* [GIVEN PROBLEM]:
Can you reproduce all of the records below with "central point" substituted for every "innermost point", leaving everything else unchanged?

* [STORED RECORDS]:
══════════════════════════════

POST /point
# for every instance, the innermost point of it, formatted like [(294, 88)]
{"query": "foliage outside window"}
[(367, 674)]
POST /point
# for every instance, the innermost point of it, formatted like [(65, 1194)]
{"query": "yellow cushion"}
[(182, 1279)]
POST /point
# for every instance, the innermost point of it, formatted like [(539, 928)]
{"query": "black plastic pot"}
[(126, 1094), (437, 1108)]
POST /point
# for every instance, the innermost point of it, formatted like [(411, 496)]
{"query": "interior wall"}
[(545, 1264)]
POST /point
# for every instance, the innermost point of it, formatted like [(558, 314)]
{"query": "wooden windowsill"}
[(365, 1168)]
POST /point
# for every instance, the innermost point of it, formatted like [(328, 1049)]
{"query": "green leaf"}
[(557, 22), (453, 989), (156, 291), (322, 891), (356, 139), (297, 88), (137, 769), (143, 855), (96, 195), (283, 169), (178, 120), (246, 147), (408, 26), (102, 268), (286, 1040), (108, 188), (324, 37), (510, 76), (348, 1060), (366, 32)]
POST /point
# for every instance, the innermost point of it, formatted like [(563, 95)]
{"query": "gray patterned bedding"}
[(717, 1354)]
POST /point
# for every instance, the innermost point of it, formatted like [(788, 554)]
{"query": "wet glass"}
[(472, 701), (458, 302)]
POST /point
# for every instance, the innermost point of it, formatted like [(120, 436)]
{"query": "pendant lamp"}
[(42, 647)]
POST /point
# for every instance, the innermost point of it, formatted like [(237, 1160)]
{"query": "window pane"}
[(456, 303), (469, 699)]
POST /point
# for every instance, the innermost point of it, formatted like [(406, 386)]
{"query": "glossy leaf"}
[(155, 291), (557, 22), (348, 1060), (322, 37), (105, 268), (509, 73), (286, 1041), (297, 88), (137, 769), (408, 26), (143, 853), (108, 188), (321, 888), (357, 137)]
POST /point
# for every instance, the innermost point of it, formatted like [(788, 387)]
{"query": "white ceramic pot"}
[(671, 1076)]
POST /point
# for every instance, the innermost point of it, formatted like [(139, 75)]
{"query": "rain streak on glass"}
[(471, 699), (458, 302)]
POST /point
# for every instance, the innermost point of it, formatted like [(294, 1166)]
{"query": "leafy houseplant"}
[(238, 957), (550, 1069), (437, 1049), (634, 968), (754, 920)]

══════════════════════════════

* [EXPECTED OUTPUT]:
POST /point
# for every instance, the central point of it, formatted like [(294, 88)]
{"query": "foliage outside window"}
[(367, 674)]
POST /point
# for every instance, the central point of it, formatted like [(65, 1194)]
{"query": "yellow cushion"}
[(182, 1279)]
POST /point
# for every instance, the central point of it, formatted like [(539, 928)]
{"query": "black plastic pot"}
[(126, 1094), (437, 1108)]
POST /point
# for every instance, the central point of it, formatted like [(411, 496)]
{"query": "interior wall"}
[(545, 1264)]
POST /point
# for every instance, the central point of it, formatted like [(558, 314)]
{"query": "wooden windowsill"}
[(365, 1168)]
POST /point
# for every instance, the central point of it, formatted like [(328, 1049)]
{"query": "green leaf"}
[(557, 22), (453, 989), (156, 291), (322, 891), (356, 139), (297, 88), (137, 769), (143, 855), (96, 195), (283, 169), (178, 120), (246, 147), (408, 26), (102, 268), (286, 1040), (108, 188), (324, 37), (510, 76), (348, 1060), (366, 32)]
POST /point
# for every instance, the central point of it, formatted like [(563, 95)]
{"query": "gray patterned bedding"}
[(717, 1354)]
POST /point
# for every instance, the central point of it, formatted like [(788, 554)]
{"query": "wet glass"}
[(472, 701), (458, 302)]
POST /point
# for every instance, the central point of it, formatted like [(120, 436)]
{"query": "pendant lamp"}
[(42, 647)]
POST /point
# for every instance, the central point of it, formatted like [(237, 1160)]
{"query": "window pane"}
[(456, 303), (469, 699)]
POST /point
# for every instance, the central point of it, formatted like [(406, 386)]
{"query": "glossy leaf"}
[(155, 291), (557, 22), (348, 1060), (322, 37), (105, 268), (509, 73), (286, 1041), (297, 88), (137, 769), (408, 26), (143, 853), (108, 188), (321, 888), (357, 137)]
POST /point
# for every instance, the central point of it, formatted like [(788, 387)]
{"query": "white ceramic pot"}
[(671, 1076)]
POST /point
# for every instance, the central point of it, formatted like [(139, 75)]
{"query": "rain streak on glass"}
[(471, 699), (458, 302)]
POST /point
# for every instance, the central point of it, formatted like [(294, 1166)]
{"query": "leafy houseplant"}
[(238, 957), (550, 1069), (437, 1049), (634, 968), (754, 920)]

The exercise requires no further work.